> **OBJECTIVE**:
Arrange every line of the rows below as a Markdown table with the columns Number and Line, numbering the lines in order and omitting blank ones.
### DATA SHOWN ###
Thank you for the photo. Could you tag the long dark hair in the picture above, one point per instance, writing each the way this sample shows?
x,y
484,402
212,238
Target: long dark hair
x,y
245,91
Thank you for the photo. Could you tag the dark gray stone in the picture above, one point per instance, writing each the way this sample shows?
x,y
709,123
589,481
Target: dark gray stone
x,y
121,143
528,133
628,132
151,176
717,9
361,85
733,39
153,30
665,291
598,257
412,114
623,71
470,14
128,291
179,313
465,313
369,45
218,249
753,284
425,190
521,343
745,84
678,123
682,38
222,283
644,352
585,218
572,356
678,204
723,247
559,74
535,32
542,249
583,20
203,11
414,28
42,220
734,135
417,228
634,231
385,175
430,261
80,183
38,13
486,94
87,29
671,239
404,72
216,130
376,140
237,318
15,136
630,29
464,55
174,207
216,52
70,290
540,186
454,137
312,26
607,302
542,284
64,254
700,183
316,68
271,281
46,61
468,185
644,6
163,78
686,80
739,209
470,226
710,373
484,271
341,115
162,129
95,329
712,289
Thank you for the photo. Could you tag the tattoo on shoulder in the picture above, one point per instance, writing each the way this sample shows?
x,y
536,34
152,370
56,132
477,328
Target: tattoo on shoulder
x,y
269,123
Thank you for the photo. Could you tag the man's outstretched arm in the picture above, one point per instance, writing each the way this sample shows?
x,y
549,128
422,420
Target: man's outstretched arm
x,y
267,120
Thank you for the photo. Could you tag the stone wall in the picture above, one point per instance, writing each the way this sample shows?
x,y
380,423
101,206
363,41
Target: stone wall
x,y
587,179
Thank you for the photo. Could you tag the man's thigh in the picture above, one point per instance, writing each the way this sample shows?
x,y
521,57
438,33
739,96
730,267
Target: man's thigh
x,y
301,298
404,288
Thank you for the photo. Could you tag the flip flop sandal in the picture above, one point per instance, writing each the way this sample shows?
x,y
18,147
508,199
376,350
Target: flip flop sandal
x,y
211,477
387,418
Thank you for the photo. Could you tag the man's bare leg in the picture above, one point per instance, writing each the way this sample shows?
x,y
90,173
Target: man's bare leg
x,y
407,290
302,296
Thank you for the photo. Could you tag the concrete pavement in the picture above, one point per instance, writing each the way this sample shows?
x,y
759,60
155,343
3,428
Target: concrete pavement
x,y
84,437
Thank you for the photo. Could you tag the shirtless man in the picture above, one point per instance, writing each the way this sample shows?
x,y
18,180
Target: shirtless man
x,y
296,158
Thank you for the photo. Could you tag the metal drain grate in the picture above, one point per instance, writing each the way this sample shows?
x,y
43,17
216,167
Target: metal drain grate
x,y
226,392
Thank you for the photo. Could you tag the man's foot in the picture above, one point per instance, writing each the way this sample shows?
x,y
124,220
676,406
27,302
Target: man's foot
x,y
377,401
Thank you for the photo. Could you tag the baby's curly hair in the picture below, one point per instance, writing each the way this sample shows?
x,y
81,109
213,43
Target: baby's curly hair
###
> **TASK ANSWER**:
| Number | Line |
|---|---|
| 1 | Thank you for the photo. Could you tag the long dark hair in the picture above, one point per instance, writing each the way this sample shows? |
| 2 | x,y |
| 3 | 484,402 |
| 4 | 212,238 |
| 5 | Target: long dark hair |
| 6 | x,y |
| 7 | 245,91 |
| 8 | Thank you for the photo. Could you tag the dark gray stone in the picture above, one point per instance, writing each the way this sample shows? |
| 9 | x,y |
| 10 | 709,123 |
| 11 | 589,481 |
| 12 | Target: dark gray stone |
| 13 | x,y |
| 14 | 121,143 |
| 15 | 528,133 |
| 16 | 628,132 |
| 17 | 151,176 |
| 18 | 717,9 |
| 19 | 361,85 |
| 20 | 733,39 |
| 21 | 153,30 |
| 22 | 665,291 |
| 23 | 598,257 |
| 24 | 412,114 |
| 25 | 623,71 |
| 26 | 470,14 |
| 27 | 128,291 |
| 28 | 179,313 |
| 29 | 465,313 |
| 30 | 369,45 |
| 31 | 218,249 |
| 32 | 753,284 |
| 33 | 425,190 |
| 34 | 521,343 |
| 35 | 745,84 |
| 36 | 678,123 |
| 37 | 682,38 |
| 38 | 222,283 |
| 39 | 644,352 |
| 40 | 585,218 |
| 41 | 572,356 |
| 42 | 678,204 |
| 43 | 723,247 |
| 44 | 559,74 |
| 45 | 535,32 |
| 46 | 542,249 |
| 47 | 583,20 |
| 48 | 203,11 |
| 49 | 414,28 |
| 50 | 42,220 |
| 51 | 734,135 |
| 52 | 417,228 |
| 53 | 634,231 |
| 54 | 385,175 |
| 55 | 430,261 |
| 56 | 80,183 |
| 57 | 38,13 |
| 58 | 486,94 |
| 59 | 87,29 |
| 60 | 671,239 |
| 61 | 404,72 |
| 62 | 216,130 |
| 63 | 376,140 |
| 64 | 237,318 |
| 65 | 15,136 |
| 66 | 630,29 |
| 67 | 464,55 |
| 68 | 174,207 |
| 69 | 216,52 |
| 70 | 70,290 |
| 71 | 540,186 |
| 72 | 454,137 |
| 73 | 312,26 |
| 74 | 607,302 |
| 75 | 542,284 |
| 76 | 64,254 |
| 77 | 700,183 |
| 78 | 316,68 |
| 79 | 271,281 |
| 80 | 46,61 |
| 81 | 468,185 |
| 82 | 644,6 |
| 83 | 163,78 |
| 84 | 686,80 |
| 85 | 739,209 |
| 86 | 470,226 |
| 87 | 710,373 |
| 88 | 484,271 |
| 89 | 341,115 |
| 90 | 162,129 |
| 91 | 95,329 |
| 92 | 712,289 |
| 93 | Thank you for the photo. Could you tag the tattoo on shoulder in the picture above, one point per instance, writing each the way this sample shows? |
| 94 | x,y |
| 95 | 536,34 |
| 96 | 152,370 |
| 97 | 56,132 |
| 98 | 477,328 |
| 99 | Target: tattoo on shoulder |
| 100 | x,y |
| 101 | 269,123 |
| 102 | Thank you for the photo. Could you tag the man's outstretched arm in the picture above, one point per instance, writing each the way this sample shows? |
| 103 | x,y |
| 104 | 549,128 |
| 105 | 422,420 |
| 106 | Target: man's outstretched arm |
| 107 | x,y |
| 108 | 267,120 |
| 109 | Thank you for the photo. Could you tag the stone wall in the picture above, one point per instance, writing each the way this sample shows? |
| 110 | x,y |
| 111 | 380,423 |
| 112 | 101,206 |
| 113 | 363,41 |
| 114 | Target: stone wall |
| 115 | x,y |
| 116 | 587,179 |
| 117 | Thank you for the photo. Could you tag the man's thigh in the picture above, one point per instance, writing each the way this sample shows? |
| 118 | x,y |
| 119 | 521,57 |
| 120 | 438,33 |
| 121 | 739,96 |
| 122 | 730,267 |
| 123 | Target: man's thigh |
| 124 | x,y |
| 125 | 301,298 |
| 126 | 404,288 |
| 127 | Thank you for the photo. Could you tag the flip flop sandal in the picture above, one point per instance, writing each the way this sample shows? |
| 128 | x,y |
| 129 | 18,147 |
| 130 | 508,199 |
| 131 | 376,350 |
| 132 | Target: flip flop sandal |
| 133 | x,y |
| 134 | 211,477 |
| 135 | 387,418 |
| 136 | Thank you for the photo. Could you tag the man's bare leg in the picture above, one point per instance, writing each the way this sample shows? |
| 137 | x,y |
| 138 | 90,173 |
| 139 | Target: man's bare leg |
| 140 | x,y |
| 141 | 407,290 |
| 142 | 302,296 |
| 143 | Thank you for the photo. Could you tag the concrete pavement in the picture above, one point per instance, writing each the way this sample shows? |
| 144 | x,y |
| 145 | 759,60 |
| 146 | 155,343 |
| 147 | 3,428 |
| 148 | Target: concrete pavement |
| 149 | x,y |
| 150 | 84,437 |
| 151 | Thank you for the photo. Could you tag the shirtless man in the picture above, one point per instance, writing each the way this sample shows? |
| 152 | x,y |
| 153 | 18,180 |
| 154 | Target: shirtless man |
| 155 | x,y |
| 156 | 296,158 |
| 157 | Thank you for the photo. Could you tag the metal drain grate in the picture above, one point per instance, writing each the way this sample shows? |
| 158 | x,y |
| 159 | 43,17 |
| 160 | 216,167 |
| 161 | Target: metal drain grate |
| 162 | x,y |
| 163 | 226,392 |
| 164 | Thank you for the photo. Could you tag the man's foot in the picture above, one point per instance, writing each the way this sample shows? |
| 165 | x,y |
| 166 | 124,220 |
| 167 | 676,406 |
| 168 | 27,302 |
| 169 | Target: man's foot |
| 170 | x,y |
| 171 | 377,401 |
| 172 | Thank you for the photo. Could you tag the baby's curly hair in the picture below, one point per instance, writing each the way this sample shows? |
| 173 | x,y |
| 174 | 81,109 |
| 175 | 213,43 |
| 176 | Target: baby's curly hair |